Action item A → Print the section of the oil spill article from "In 13 months" to "not break down." word for word.
Action item B → Decide whether each statement below agrees with the oil spill article, answering yes or no and quoting the words that settle it: (i) Payne's oil sat in the wave tank for 13 months. (ii) The U.S. Fish and Wildlife Service had already transcribed its bird count notes. (iii) Both symposiums on the spill are planned for June.
Action item C → List every person named in the oil spill article.

Text for analysis →
--------------------

Not that the system has been perfect. The spill is like a laboratory, but it is a laboratory whose size, shape and location are impossible to pin down.
Friday, DEC workers published a map showing heavy concentrations of oil on Hinchinbrook Island, on the east side of the Sound a significant finding, since it would mean a threat to the migration routes of millions of ducks and geese traveling north from the Lower 48 and South America.
NOAA's map did not agree, and after a series of flights to check out the sighting, it turned out to be plankton and not oil at all.
"You can't control some of the parameters the way you can in the lab," said Claudia Slater, who is coordinating work for the Alaska Department of Fish and Game.
But as the confusion settles and workers begin getting eight hours of sleep a night, the Sound is coming in better focus.
"A lot of people are getting on the same flights, and starting to agree on what's oil and what's not oil, so maybe from now on our maps may not have the same disparities," Michel said.
How many birds live in the Sound is another matter of vigorous debate. John Lyman of Alaska Fish and Game estimated 100,000 to 200,000 birds are here, based on past work by the department. The U.S. Fish and Wildlife Service completed a survey of every mile of coast line in the Sound Saturday, but have not transcribed their tape recorded bird count notes yet, said Everett Robinson Wilson. He guessed the state's figures are probably "within an order of magnitude."
Robinson Wilson said his agency's counts will continue, amassing a vast storehouse of data about birds and oil in the Sound. Later, as scientists write papers on the spill, that data will be their library.
Murphy, of NOAA, and the DEC are both keeping track of what samples and sightings are made where.
"The key to this is that you can come back and say, "Hey, while this guy was taking water samples, this guy was taking overhead photographs and this person was on the beach,' " he said. "Then you can put all the pieces of the puzzle together. Right now everyone is too busy collecting data to do that."
Dave Kennedy, a towering, bearded man whose face is a movie of his emotions about the spill, has led the NOAA coordination from the start. He is an advance man for science and has been to most of the world's famous oil spill disasters, including the break up of the Amoco Cadiz on the shores of France in 1978. In a few months, he will leave it to others to put together the puzzle pieces he has tried to collect.
"They're will be books of these kinds of notes and tapes that they're going to have to go over," Kennedy said. "So for the next year or two years or three years, you're going to see these guys staying back in their offices smoking their pipes and trying to go over their notes."
Two symposiums on the spill are already planned, both at the University of AlaskaFairbanks, scientists were told Saturday. One is in June, one in September. But many papers on the spill probably will not be published for years.
"In some disciplines, the effects of this are going to extend over the long term," said Slater. "We're going to have to do a multiyear effort."
Predictions about the slow breakdown of the oil in an article published a few years ago in the journal Marine Technology seems to assure job security for the scientists. The paper on the weathering of Prudhoe Bay crude in Alaska's cold saltwater by Jim Payne has gone from obscurity to best seller status among scientists here in the past week.
Payne placed the oil in a wave tank in sea water and let it wash around for 13 months. In 12 days, 15 to 28 percent evaporated. The rest of the oil was stable it is 36 percent wax and contains unusual concentrations of a substances which are very toxic and not very biodegradable, he wrote.
In 13 months of sloshing around in Payne's experiment, the oil that mixed in an emulsion with water just like the oil has done here did not break down.
"This oil is not dispersing," Michel said. "That was the bottom line we're talking about the stable oil water emulsion we have now is going to stay around for a long time."

--------------------

Record extracts →

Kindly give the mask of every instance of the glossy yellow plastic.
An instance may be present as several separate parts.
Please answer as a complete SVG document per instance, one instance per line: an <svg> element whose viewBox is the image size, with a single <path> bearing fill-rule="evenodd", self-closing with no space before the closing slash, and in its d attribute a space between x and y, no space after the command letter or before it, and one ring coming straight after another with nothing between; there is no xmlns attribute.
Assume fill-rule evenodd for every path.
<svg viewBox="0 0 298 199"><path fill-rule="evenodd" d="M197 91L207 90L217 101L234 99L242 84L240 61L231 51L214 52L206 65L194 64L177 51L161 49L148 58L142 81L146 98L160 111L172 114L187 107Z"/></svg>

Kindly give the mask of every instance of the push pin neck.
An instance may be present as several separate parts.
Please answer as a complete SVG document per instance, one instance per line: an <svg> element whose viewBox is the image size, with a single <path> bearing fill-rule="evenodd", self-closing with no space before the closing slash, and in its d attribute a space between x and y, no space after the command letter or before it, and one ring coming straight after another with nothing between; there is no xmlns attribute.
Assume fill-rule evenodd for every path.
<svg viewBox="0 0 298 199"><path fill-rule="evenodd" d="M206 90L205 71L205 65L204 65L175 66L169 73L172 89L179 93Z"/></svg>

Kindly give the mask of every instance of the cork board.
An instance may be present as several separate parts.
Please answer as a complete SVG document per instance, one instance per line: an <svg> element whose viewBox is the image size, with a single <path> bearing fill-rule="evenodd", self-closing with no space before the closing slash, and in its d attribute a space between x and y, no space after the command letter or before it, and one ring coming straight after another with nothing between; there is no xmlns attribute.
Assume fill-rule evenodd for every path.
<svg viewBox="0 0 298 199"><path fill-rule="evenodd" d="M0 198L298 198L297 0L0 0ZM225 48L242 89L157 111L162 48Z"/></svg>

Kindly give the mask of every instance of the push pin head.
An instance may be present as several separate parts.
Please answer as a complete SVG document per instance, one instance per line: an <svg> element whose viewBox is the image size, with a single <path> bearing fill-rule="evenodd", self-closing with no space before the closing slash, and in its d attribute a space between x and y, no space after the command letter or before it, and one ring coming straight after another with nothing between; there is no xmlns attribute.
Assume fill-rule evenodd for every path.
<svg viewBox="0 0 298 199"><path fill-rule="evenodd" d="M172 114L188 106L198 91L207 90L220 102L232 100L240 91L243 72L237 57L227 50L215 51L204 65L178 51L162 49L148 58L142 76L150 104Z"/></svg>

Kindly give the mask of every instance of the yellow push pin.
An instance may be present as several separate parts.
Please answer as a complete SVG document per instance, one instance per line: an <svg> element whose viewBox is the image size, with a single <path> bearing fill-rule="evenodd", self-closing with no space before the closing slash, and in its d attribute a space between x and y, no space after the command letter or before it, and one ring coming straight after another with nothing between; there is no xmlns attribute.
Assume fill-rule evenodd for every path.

--------------------

Task solution A →
In 13 months of sloshing around in Payne's experiment, the oil that mixed in an emulsion with water just like the oil has done here did not break down.

Task solution B →
(i) Yes: "let it wash around for 13 months"
(ii) No: "but have not transcribed their tape recorded bird count notes yet"
(iii) No: "One is in June, one in September."

Task solution C → Claudia Slater, Michel, John Lyman, Everett Robinson Wilson, Murphy, Dave Kennedy, Jim Payne